--- START OF EXTRACTED MATERIAL ---

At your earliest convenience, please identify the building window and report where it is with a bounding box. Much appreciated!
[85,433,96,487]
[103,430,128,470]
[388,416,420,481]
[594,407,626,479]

--- END OF EXTRACTED MATERIAL ---
--- START OF EXTRACTED MATERIAL ---

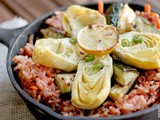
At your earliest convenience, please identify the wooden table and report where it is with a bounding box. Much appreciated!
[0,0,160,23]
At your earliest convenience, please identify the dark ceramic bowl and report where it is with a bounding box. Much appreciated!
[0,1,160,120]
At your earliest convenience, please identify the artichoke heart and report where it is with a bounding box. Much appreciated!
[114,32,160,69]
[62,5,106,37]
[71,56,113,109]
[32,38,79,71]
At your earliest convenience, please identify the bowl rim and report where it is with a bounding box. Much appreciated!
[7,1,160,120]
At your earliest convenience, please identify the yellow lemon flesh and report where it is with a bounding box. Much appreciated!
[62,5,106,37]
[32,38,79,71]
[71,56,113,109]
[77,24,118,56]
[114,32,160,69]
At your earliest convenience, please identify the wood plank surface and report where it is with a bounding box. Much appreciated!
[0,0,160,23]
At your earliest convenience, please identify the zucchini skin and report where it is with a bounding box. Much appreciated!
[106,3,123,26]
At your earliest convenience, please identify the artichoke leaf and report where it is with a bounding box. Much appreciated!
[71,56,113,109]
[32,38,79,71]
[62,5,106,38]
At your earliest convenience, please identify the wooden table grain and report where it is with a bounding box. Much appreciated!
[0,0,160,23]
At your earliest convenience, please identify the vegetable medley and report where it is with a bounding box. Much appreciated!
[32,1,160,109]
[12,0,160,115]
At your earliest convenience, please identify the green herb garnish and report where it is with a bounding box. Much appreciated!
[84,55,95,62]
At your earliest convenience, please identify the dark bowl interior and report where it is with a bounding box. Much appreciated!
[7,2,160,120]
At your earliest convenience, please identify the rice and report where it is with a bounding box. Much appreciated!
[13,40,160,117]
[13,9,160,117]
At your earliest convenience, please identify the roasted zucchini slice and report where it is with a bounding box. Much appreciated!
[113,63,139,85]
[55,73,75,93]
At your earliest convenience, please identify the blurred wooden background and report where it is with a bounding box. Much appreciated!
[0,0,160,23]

--- END OF EXTRACTED MATERIAL ---
--- START OF EXTRACTED MATERIAL ---

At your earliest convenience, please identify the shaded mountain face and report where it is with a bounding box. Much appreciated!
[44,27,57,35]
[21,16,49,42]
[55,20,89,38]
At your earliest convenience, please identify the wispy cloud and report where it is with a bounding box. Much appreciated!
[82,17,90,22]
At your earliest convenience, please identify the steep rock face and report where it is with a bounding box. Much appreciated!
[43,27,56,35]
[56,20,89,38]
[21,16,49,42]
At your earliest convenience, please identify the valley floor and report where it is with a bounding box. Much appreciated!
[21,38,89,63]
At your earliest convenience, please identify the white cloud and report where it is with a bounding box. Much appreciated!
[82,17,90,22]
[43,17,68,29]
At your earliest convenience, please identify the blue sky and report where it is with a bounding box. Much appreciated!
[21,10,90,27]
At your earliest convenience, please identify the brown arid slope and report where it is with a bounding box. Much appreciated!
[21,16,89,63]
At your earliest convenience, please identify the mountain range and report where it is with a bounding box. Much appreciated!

--- END OF EXTRACTED MATERIAL ---

◆ PROBLEM REQUIREMENTS ◆
Pick out every line in the entries above that contains the word "dark". Case counts.

◆ RESULT OF THIS EXERCISE ◆
At your earliest convenience, please identify the dark ceramic bowl and report where it is with a bounding box. Much appreciated!
At your earliest convenience, please identify the dark bowl interior and report where it is with a bounding box. Much appreciated!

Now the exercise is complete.